Materials provided:
━━━━━━━━━━━━━━━━━━━━
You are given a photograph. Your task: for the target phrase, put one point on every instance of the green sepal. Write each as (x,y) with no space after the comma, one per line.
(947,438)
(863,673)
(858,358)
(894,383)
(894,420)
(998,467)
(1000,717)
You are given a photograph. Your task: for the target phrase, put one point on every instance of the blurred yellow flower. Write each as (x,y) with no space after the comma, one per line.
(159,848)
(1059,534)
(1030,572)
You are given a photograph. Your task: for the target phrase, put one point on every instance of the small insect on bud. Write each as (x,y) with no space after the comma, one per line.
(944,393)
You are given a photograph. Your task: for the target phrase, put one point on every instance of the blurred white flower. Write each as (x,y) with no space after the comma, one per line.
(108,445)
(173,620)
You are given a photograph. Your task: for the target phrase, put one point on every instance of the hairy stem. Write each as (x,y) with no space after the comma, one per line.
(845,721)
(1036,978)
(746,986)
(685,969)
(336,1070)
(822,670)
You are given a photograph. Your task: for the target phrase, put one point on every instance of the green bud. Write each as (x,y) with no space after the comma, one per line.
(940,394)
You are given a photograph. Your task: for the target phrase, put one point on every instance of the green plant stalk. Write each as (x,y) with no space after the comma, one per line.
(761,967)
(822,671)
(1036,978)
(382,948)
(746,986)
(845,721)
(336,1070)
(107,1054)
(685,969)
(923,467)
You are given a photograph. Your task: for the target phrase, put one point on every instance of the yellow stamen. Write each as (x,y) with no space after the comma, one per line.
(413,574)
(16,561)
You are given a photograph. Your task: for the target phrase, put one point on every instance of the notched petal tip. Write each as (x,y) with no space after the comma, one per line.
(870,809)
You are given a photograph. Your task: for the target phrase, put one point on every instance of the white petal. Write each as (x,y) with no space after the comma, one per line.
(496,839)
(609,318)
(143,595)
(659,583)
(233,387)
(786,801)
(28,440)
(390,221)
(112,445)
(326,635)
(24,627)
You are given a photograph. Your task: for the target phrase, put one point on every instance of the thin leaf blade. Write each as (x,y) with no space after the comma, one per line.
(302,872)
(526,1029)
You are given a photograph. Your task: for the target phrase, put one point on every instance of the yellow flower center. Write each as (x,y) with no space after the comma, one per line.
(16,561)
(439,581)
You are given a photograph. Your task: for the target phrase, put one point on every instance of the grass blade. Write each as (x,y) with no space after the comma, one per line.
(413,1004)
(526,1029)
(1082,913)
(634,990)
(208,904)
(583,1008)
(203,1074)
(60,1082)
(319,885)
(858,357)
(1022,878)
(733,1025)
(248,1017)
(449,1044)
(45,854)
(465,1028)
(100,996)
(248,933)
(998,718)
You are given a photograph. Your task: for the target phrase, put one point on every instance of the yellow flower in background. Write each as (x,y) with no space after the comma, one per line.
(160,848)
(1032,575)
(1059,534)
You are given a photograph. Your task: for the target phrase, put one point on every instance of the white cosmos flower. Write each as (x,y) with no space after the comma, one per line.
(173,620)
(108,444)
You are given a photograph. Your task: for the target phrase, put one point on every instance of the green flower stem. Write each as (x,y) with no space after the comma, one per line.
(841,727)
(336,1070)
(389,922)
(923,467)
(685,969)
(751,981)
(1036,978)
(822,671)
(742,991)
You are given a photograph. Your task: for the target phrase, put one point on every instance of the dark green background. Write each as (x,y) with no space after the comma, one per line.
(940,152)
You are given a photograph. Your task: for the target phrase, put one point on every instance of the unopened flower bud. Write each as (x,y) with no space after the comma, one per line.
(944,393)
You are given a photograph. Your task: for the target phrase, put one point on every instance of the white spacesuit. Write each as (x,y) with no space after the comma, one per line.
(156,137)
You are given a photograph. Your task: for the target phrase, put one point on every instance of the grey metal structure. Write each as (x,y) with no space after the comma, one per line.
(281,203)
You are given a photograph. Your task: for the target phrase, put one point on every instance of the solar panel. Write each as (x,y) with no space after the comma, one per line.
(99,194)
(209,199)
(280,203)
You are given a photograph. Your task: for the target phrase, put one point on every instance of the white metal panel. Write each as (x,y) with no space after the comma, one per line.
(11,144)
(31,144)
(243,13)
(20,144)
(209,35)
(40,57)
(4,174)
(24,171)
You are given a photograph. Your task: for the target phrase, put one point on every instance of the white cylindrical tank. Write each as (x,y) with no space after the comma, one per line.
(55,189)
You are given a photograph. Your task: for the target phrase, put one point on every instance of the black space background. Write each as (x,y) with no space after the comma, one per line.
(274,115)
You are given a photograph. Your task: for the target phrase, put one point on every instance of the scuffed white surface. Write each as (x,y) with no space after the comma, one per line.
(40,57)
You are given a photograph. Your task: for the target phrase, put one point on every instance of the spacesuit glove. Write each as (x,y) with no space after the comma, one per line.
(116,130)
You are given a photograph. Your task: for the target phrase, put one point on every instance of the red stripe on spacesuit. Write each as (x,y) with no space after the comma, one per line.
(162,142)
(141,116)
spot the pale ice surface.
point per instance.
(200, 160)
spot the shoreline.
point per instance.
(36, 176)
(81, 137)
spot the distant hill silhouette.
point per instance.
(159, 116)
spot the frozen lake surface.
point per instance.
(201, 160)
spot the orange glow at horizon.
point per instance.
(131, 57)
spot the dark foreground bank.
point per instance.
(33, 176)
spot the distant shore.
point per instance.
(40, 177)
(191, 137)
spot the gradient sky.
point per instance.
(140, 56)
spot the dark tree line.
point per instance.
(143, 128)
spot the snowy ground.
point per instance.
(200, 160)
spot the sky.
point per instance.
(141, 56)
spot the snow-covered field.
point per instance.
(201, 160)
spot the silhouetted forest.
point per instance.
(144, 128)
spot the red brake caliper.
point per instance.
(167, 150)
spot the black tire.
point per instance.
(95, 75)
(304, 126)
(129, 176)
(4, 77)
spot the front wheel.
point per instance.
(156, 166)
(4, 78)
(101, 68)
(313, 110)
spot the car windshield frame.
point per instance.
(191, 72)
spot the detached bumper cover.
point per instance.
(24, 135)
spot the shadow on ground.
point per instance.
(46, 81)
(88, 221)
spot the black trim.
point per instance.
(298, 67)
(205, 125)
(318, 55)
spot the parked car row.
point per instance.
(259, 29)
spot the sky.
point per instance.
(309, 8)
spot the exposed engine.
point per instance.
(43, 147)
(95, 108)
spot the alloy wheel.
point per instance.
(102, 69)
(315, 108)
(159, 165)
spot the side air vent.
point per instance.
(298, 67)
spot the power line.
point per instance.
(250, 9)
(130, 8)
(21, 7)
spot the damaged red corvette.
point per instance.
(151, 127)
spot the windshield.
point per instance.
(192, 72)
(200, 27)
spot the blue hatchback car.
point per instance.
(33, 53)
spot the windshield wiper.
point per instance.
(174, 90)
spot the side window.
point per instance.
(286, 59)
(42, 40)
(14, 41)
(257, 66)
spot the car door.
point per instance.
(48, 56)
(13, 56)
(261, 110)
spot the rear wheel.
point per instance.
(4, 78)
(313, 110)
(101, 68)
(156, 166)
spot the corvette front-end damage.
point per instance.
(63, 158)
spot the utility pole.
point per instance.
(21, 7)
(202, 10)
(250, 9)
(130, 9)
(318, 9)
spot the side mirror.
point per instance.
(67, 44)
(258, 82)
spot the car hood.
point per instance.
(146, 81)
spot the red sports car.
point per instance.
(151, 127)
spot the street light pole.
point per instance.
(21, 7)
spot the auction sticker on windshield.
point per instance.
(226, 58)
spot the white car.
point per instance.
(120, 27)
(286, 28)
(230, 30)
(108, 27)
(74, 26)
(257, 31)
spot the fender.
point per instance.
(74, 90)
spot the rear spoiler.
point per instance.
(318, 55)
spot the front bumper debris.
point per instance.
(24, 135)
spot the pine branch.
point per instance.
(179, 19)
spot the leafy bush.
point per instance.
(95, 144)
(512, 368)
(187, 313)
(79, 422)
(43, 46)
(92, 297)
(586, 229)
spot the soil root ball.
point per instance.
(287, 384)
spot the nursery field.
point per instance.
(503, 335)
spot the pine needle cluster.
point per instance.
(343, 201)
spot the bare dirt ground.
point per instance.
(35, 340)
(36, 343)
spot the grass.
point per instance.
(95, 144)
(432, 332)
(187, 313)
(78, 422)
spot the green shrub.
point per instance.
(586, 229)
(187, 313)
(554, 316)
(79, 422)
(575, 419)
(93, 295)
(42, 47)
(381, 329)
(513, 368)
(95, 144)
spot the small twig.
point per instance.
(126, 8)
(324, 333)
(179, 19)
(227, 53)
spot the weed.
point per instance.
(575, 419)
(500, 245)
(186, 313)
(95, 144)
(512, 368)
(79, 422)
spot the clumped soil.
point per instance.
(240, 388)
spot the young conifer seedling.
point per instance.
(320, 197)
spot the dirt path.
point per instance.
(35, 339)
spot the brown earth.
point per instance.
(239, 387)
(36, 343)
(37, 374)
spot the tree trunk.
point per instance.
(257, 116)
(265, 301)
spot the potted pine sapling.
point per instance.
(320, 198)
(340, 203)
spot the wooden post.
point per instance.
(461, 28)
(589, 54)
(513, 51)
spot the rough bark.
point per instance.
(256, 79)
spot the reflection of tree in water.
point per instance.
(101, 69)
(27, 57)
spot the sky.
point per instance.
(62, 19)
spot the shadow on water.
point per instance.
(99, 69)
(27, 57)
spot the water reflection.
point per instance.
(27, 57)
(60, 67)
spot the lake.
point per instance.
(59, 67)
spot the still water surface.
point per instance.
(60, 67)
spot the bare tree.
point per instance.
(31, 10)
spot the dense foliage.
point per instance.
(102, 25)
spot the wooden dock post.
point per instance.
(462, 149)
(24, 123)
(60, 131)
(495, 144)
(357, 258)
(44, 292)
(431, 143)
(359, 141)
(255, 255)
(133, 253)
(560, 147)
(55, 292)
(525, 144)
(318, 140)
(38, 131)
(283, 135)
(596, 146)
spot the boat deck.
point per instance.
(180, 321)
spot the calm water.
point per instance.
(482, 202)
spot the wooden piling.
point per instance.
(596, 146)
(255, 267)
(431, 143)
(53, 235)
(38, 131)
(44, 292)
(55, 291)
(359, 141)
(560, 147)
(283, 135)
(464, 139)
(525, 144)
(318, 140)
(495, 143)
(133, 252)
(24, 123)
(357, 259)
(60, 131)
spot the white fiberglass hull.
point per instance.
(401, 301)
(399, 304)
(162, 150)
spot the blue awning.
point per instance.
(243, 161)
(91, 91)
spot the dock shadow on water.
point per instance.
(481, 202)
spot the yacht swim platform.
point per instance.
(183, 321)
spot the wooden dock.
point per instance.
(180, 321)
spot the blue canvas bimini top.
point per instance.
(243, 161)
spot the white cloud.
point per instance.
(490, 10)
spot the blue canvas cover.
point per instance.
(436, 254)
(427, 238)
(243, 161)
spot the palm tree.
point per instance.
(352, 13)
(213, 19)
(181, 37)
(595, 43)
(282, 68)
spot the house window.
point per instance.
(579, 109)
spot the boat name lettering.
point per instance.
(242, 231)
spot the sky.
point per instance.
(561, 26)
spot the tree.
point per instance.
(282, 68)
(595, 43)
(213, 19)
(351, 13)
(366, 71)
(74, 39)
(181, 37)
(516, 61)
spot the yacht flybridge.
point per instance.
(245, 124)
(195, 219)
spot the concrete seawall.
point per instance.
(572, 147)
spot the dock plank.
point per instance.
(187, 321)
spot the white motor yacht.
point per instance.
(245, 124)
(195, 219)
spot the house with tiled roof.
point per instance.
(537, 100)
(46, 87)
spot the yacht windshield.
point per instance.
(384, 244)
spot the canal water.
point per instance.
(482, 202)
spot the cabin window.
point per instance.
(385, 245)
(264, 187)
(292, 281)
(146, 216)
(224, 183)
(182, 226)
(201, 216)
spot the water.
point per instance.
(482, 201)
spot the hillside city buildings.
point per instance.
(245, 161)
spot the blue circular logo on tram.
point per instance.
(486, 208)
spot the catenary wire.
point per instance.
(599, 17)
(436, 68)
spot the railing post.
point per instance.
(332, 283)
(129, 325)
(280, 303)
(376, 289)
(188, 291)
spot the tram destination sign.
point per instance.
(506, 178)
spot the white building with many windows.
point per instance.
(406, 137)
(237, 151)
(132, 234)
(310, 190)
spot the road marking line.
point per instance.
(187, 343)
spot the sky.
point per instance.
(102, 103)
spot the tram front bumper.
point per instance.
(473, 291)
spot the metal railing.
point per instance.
━━━━━━━━━━━━━━━━━━━━
What is being asked: Using the listing above, return word for word each line from the one that has "spot the reflection of tree in water." through the one that has "spot the wooden dock post.", and no line outside that range.

Solved exercise:
spot the reflection of tree in water.
point per instance.
(101, 69)
(27, 57)
spot the sky.
point per instance.
(62, 19)
spot the shadow on water.
point per instance.
(99, 69)
(27, 57)
spot the water reflection.
point per instance.
(27, 57)
(60, 67)
spot the lake.
point per instance.
(59, 67)
spot the still water surface.
point per instance.
(60, 67)
spot the bare tree.
point per instance.
(31, 10)
spot the dense foliage.
point per instance.
(102, 25)
spot the wooden dock post.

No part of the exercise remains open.